* OBJETIVO INDICADO 1
Convierte en una lista breve el párrafo del texto sobre los caballos de Buenos Aires que empieza con «Cuando arribó Juan de Garay» y conserva sus datos principales.
* OBJETIVO INDICADO 2
Prosigue el texto sobre los caballos de Buenos Aires a partir de la última oración que aparece.
--- TEXTO PROPORCIONADO ---
Galope y deslumbramiento
A veces hay que saber reconocer los pequeños regalos que ofrece el trajín cotidiano. En las mañanas, por ejemplo, cuando el tren Mitre me lleva al trabajo y poco antes de que la formación que parte de Retiro haga su primera parada en Lisandro de la Torre, desde las alturas del viaducto se divisa el Hipódromo de Palermo. Allí, si tenemos la suerte de no estar enajenados con el celular, es posible observar desde la ventanilla el muy bonito y rítmico trote de algún caballo de carrera en plena práctica.
Es un efecto mágico, porque el animal corre con su jinete en paralelo a la máquina por la pista principal del circo hípico y no puedo dejar de verlo. Pero el ferrocarril se aleja y el potrillo, por más rápido que galope, se queda perdido en un punto que se aleja cada vez más de mi vista.
La fascinación que me produce la carrera que miro desde la ventanilla no es nueva, ni original. Se remonta a varios siglos atrás, cuando todavía en estas tierras no existían ni los trenes, ni los hipódromos. Fue Pedro de Mendoza, el primer fundador de Buenos Aires, quien desembarcó los caballos en estas latitudes. Era 1536 y, vaya paradoja, los animales crecieron y se multiplicaron aquí mientras Mendoza y sus expedicionarios abandonaban presurosos un territorio que les había sido completamente hostil.
Cuando arribó Juan de Garay al Río de la Plata en 1580 e insistió en refundar esta ciudad, se encontró con enormes manadas de caballos criollos que pastaban tranquilos en las llanuras vecinas. Los originarios de la zona, además, ya habían tomado a estos corceles como propios y habían aprendido todas las artes de su doma y montura. Nadie parecía recordar que el origen de estos nobles pingos provenía del viejo continente.
Pero hubo todavía un escalón más entre la llegada en los barcos españoles de estos jamelgos y su trotar hipnótico en el hipódromo de Palermo. Allá por el siglo XIX, cuando las calles de esta gran aldea porteña eran de tierra o lodo se realizaban en ellas diversas contiendas hípicas, en las que gauchos y criollos –y sus caballos- se jugaban su honor y su valía.
--- DATOS MOSTRADOS ---
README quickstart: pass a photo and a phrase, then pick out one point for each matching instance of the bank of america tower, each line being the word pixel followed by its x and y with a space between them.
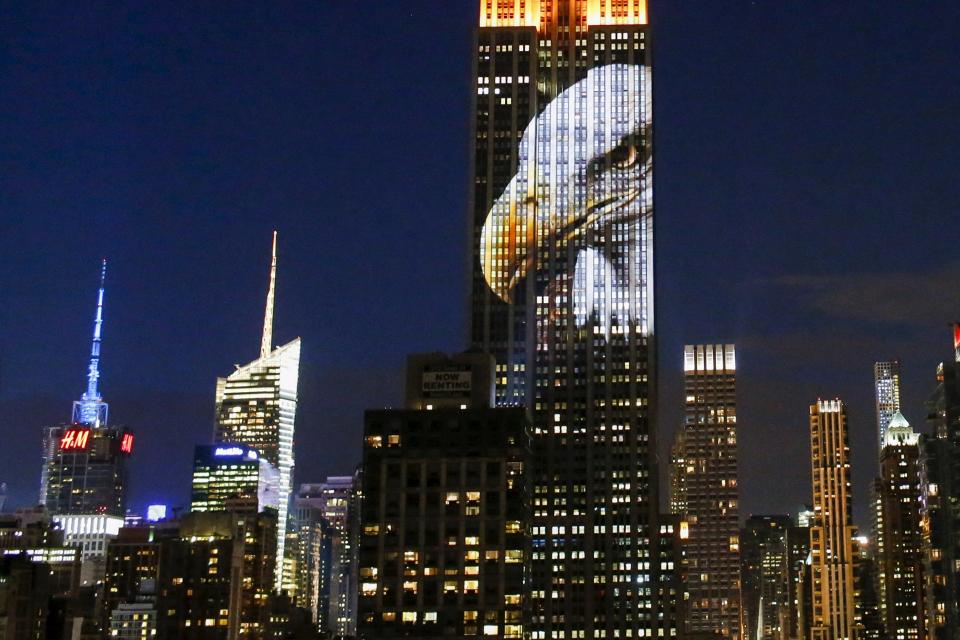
pixel 562 295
---
* RESPUESTA ESCRITA 1
- En 1580 Juan de Garay llegó al Río de la Plata y se empeñó en refundar la ciudad.
- Encontró enormes manadas de caballos criollos que pastaban en las llanuras vecinas.
- Los originarios de la zona ya habían tomado esos caballos como propios y dominaban su doma y montura.
- Nadie parecía recordar que esos caballos provenían del viejo continente.

* RESPUESTA ESCRITA 2
Eran varias las destrezas en las que podían competir los porteños de entonces sobre sus animales, como las cinchadas, la sortija y hasta el pato, pero me gustaría centrarme en aquella actividad que fue la antecesora de nuestro turf: las carreras cuadreras, uno de los pasatiempos favoritos de la población de aquellos tiempos.
En estas lides solían enfrentarse dos caballos criollos (por ello se los llamaba “parejeros”), montados a pelo por quienes en general eran sus dueños, que corrían distancias rectas de entre 200 y 300 metros, cada cual en un andarivel delimitado por estacas.
Por supuesto, el picante de esta competencia estaba en las apuestas de los espectadores, que solían entregar su dinero al pulpero de la zona donde se realizaban las carreras, organizador de estos encuentros.
El choque de los cascos en el barro, los gritos ensordecedores del público, los festejos del ganador y las pullas recibidas por el derrotado tenían lugar en escenarios porteños que hoy han cambiado por completo. Entre otros, el llamado “Camino de las Cañitas”, en Belgrano, que es la actual avenida José María Campos; o en “La calle larga” de Barracas, actual Montes de Oca. Y uno muy especial y concurrido era conocido como “la esquina de los Corredores”, ubicado en Chiclana y Sánchez de Loria, límite entre Boedo y Parque Patricios.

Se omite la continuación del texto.